▸ Что требуется
A: Чем, согласно отрывку, во многом определяется смеховой облик «Мастера»?
B: Перепишите фрагмент отрывка, начав со слов, где есть «Разговор этот —», и остановившись после «отдан целый роман?!».

▸ Отрывок
Всем, наверное, известна притча о теории вероятностей, о творческом потенциале шимпанзе или гориллы, которые запросто состряпают однажды монолог Гамлета, ежели проведут за пишущей машинкой вечность-другую. Не берусь оспаривать эту точку зрения, равно как и приветствовать ее. Выдвину, однако же, такой тезис: ежели ожидать от обезьяны острот, состряпанных по тому же рецепту, тем более сатирических произведений солидного размаха и точного прицела, она обманет ваш оптимизм. При механической стыковке слов можно получить мертвое соседство значений, никак не игру, словарную смежность понятий вместо карнавального веселья.
Разговор этот — отнюдь не праздно-теоретический. Смеховой облик «Мастера» во многом, и даже в главном, определяется образом повествователя. Вот почему нам было так важно настичь его на самовыражении, на расслабленности, которой сопутствует откровенность, на откровенности, которая обнажает нравственные и вкусовые мерки личности. Что же удалось внимательному читателю установить за считанные мгновения контакта? Не так уж много, но и не мало: презирает толпу наш уличный незнакомец (или, пожалуй, в пору теперь сказать, знакомец); духовные блага ставит неизмеримо выше земных, материальных; беспощадно саркастичен при встречах с глупостью и лицемерием. Впрочем, нужны ли прямые декларации принципов там, где их реализации отдан целый роман?!

▸ Собранные данные

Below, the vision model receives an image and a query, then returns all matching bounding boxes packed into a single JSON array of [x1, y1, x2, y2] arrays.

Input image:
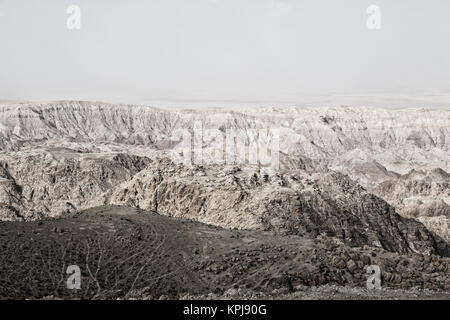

▸ Ответы
A: Образом повествователя.

B:
Разговор этот — отнюдь не праздно-теоретический. Смеховой облик «Мастера» во многом, и даже в главном, определяется образом повествователя. Вот почему нам было так важно настичь его на самовыражении, на расслабленности, которой сопутствует откровенность, на откровенности, которая обнажает нравственные и вкусовые мерки личности. Что же удалось внимательному читателю установить за считанные мгновения контакта? Не так уж много, но и не мало: презирает толпу наш уличный незнакомец (или, пожалуй, в пору теперь сказать, знакомец); духовные блага ставит неизмеримо выше земных, материальных; беспощадно саркастичен при встречах с глупостью и лицемерием. Впрочем, нужны ли прямые декларации принципов там, где их реализации отдан целый роман?!